Reproduce the material below, switching every "recliner" to "armchair" and leaving everything else unchanged.

------ INPUT ------

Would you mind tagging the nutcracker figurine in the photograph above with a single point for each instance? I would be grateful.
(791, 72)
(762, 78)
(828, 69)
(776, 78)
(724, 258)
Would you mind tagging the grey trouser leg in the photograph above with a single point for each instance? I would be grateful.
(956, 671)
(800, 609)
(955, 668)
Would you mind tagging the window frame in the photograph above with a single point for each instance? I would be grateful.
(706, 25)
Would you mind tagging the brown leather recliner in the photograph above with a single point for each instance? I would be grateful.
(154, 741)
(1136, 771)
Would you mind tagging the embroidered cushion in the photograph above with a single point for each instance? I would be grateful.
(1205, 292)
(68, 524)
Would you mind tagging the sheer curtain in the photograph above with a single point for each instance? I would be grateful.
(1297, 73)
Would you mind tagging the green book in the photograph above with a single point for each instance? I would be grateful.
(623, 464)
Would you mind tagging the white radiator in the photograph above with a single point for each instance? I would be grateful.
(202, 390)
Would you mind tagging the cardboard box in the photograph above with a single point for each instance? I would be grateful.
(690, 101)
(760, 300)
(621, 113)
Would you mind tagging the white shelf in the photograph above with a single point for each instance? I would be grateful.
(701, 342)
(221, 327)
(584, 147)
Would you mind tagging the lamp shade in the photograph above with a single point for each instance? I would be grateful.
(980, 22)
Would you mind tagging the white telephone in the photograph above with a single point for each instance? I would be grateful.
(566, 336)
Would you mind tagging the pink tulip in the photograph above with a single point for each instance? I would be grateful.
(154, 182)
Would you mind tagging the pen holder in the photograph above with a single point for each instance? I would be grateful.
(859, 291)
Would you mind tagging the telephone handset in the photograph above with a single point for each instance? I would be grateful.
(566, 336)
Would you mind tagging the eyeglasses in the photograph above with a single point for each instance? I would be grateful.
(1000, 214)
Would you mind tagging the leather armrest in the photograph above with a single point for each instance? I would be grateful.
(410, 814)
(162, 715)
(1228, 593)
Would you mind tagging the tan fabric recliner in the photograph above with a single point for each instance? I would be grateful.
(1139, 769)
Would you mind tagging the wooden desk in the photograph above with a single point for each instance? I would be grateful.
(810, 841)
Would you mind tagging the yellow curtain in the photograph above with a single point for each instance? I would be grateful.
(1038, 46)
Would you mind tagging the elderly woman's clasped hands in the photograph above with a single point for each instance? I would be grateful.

------

COMPLETE ANSWER =
Would you mind tagging the nutcracker figurine in the photograph above with a single point for each instance? I would be grateful.
(791, 72)
(762, 78)
(828, 69)
(776, 78)
(724, 258)
Would you mind tagging the grey trouser leg in the photograph above with a single point for each instance? I would be grateful.
(956, 671)
(800, 609)
(955, 668)
Would you mind tagging the window frame in the photograph above with a single point for each instance? I would be grateful.
(706, 25)
Would you mind tagging the brown leather armchair in the photograph above with a single point for each instance? I would be grateful.
(154, 741)
(1136, 771)
Would you mind tagging the embroidered cushion in the photograph above with a single point for each instance? I would be grateful.
(1205, 292)
(68, 524)
Would you mind tagging the sheer curtain in the photograph above with a single point for each instance? I would be grateful.
(1297, 73)
Would you mind tagging the green book in the photograph above with a single point for each instance? I would be grateful.
(623, 464)
Would you mind tagging the white radiator in the photograph above with a single point for each instance? I would be grateful.
(202, 390)
Would you mind tagging the cardboard box in the photograph above with a single point for each instance? I would be grateful.
(690, 101)
(760, 300)
(621, 113)
Would you mind tagging the white shelf in the photograph above with a single point for each instance? I would be grateful.
(701, 342)
(221, 327)
(584, 147)
Would you mind tagging the lamp shade in the photograph above with a single point for each instance? I would be grateful.
(980, 22)
Would you mind tagging the white telephone in the photograph above with a single point for each instance? I would be grateful.
(566, 336)
Would you mind tagging the pink tulip in the photograph above with a single point for each instance? I would be grateful.
(154, 182)
Would you mind tagging the pen holder in the photograph above with a single point for each instance? I would be grateful.
(859, 291)
Would you mind tagging the telephone handset in the photograph above with a single point for each instance? I would be grateful.
(566, 336)
Would you mind tagging the eyeglasses in the photograph above with a single point for each instance? I would be grateful.
(1000, 214)
Would you mind tagging the leather armrest in the photograph above with a single point for each instance? I would be grateful.
(410, 814)
(162, 715)
(1228, 593)
Would you mind tagging the tan fabric armchair in the photograph above with a single point for each instance? I would be grateful.
(1139, 769)
Would you mind tagging the wooden desk in the photograph above with a single point for each instance? I would be grateful.
(810, 841)
Would you mind tagging the yellow curtain in the photograph above with a single point for each instance? I would be grateful.
(1038, 46)
Would you mind tagging the elderly woman's clasped hands in the photograph above with a single point for each instance? I would be grateful.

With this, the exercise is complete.